The Author’s Note provides two key ideas. The first section is about identity politics, which she describes as “the focus on the barriers specific groups face in their struggle for equality” (xiii). Since all fights for equality between groups have come through identity politics, White Fragility uses this concept to explore what it means to be White in the United States and how White people can challenge racism.

The second key idea explained is the complexity of racial identities: Though she bisects the population into “White and people of color” (xv), she acknowledges that multiracial people live outside this binary.

Introduction: “We Can’t Get There From Here”.

Main Idea: (Progressive) White people play a role in perpetuating White Supremacy through an emotional response to racism, a phenomenon the author describes (through a detailed sociological analysis) as “White Fragility”; the result of socialized beliefs about race, racism, and White supremacy.

DiAngelo describes how White supremacy and racism have led to rampant inequality in the United States. This system insulates White people, causing them to take their privilege for granted. Since White people are protected from thinking about or processing the racism around them, they have difficulty handling racial stress; when a White person’s comfort is challenged by even “the mere suggestion that being white has meaning” (2), the result is “White fragility” (2).

The term White Fragility was coined after analyzing consistent patterns in the responses of White people —including herself—to racially stressful settings. Responses represent “the pillars of whiteness—the unexamined beliefs that prop up [...] racial responses” (3). She returns to the idea of racism and White supremacy as systemic, institutionalized cultural issues.

Chapter 1: “The Challenges of Talking to White People About Racism”

Main Idea: The Struggle is “Real”; Why it is a Challenge for White People to talk about racism?

White people have difficulty engaging in conversations about racism for the following reasons:

-First, White Americans don’t see themselves “in racial terms” (7), meaning that it is difficult for White people to understand that their experience is not universal; rather, it is distinctly shaped by White supremacy. To counteract this, DiAngelo suggests that White people must be able to identify themselves as White.

-Second, despite the fact that many White people have opinions and feelings about racism, their “opinions are uninformed” (7). Since “nothing in mainstream US culture gives us the information” (8), it is difficult to expect White people to have knowledgeable opinions about the history and impact of White supremacy and racism. White people must be taught better if they are to have healthy, productive conversations about race and racism.

-Third, White people’s ignorance means they do not understand socialization and its influence on peoples’ development and understanding of race. DiAngelo challenges the inherent tendency to want to focus on the individual instead of grappling “with the collective messages we all receive as members of a larger shared culture” (13).

-Finally, since White people are largely unaware of their White identity within a larger social context, their “simplistic understanding of racism” (13) limits their ability to talk about and process the issues around them. DiAngelo argues that while White readers might feel uncomfortable reading White Fragility, they should challenge themselves to have an internal dialogue about that discomfort. The only way to work against White fragility is to build White peoples’ “capacity to sustain the discomfort of not knowing” (14).

Information provided:
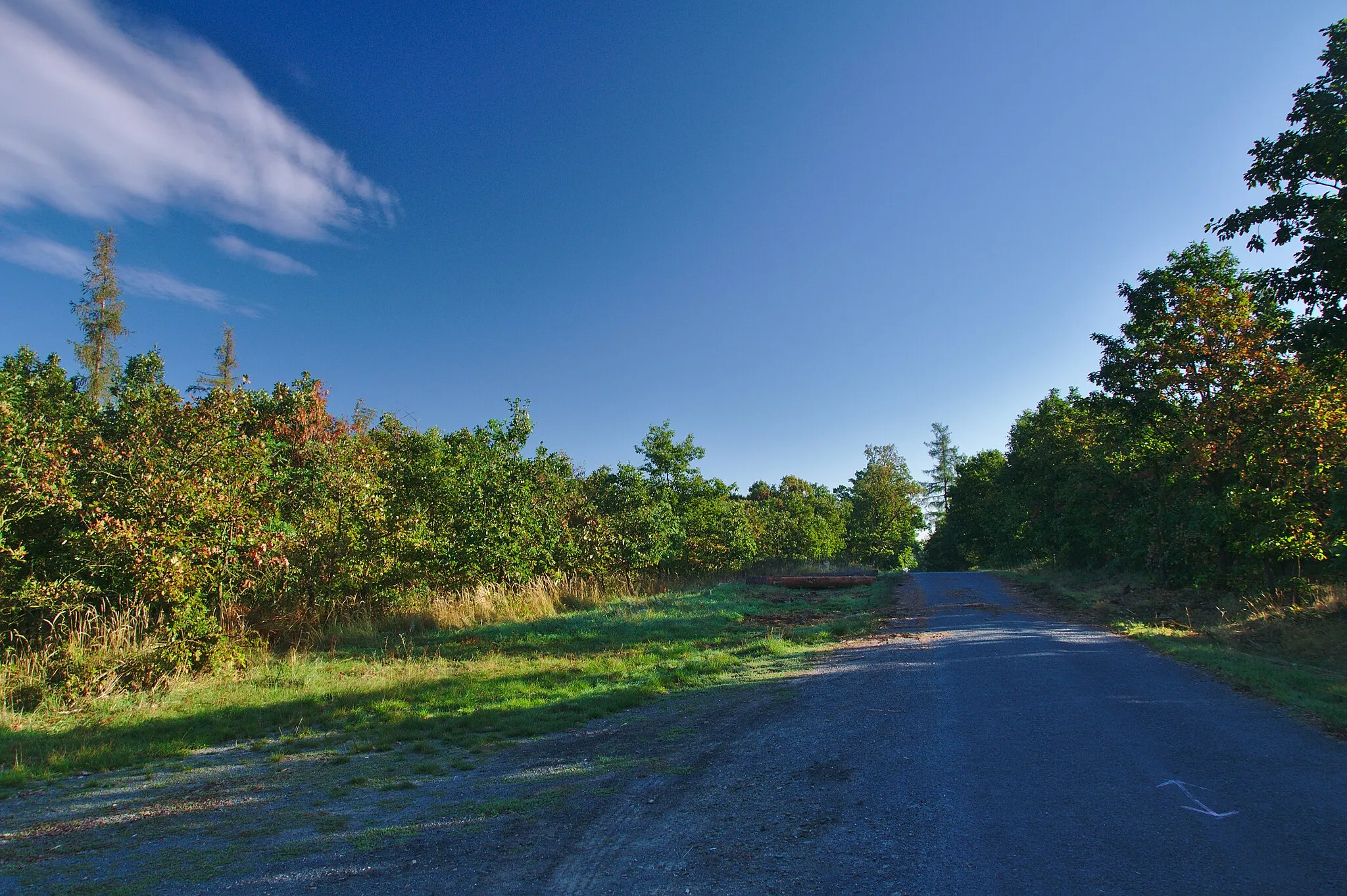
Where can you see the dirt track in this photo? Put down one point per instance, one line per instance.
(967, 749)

---

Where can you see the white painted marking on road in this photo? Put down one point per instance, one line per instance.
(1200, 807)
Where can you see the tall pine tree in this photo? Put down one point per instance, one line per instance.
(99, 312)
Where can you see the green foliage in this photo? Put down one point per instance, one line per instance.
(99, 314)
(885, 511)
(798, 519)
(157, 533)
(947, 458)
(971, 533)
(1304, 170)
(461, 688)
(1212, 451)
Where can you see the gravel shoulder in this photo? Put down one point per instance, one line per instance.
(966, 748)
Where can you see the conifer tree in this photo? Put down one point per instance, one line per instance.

Task statement: For each statement, say yes or no to whether it agrees with the White Fragility summary, and quote the words from the summary that settle it. 1. The term White Fragility was coined after studying patterns in White people's responses, the author's own among them. 2. The author splits the population into White people and people of color with no one left outside that split. 3. Mainstream US culture gives White people the information they need about racism. The data can be set aside for this work.

Result of the task:
1. Yes: "including herself"
2. No: "she acknowledges that multiracial people live outside this binary"
3. No: "nothing in mainstream US culture gives us the information"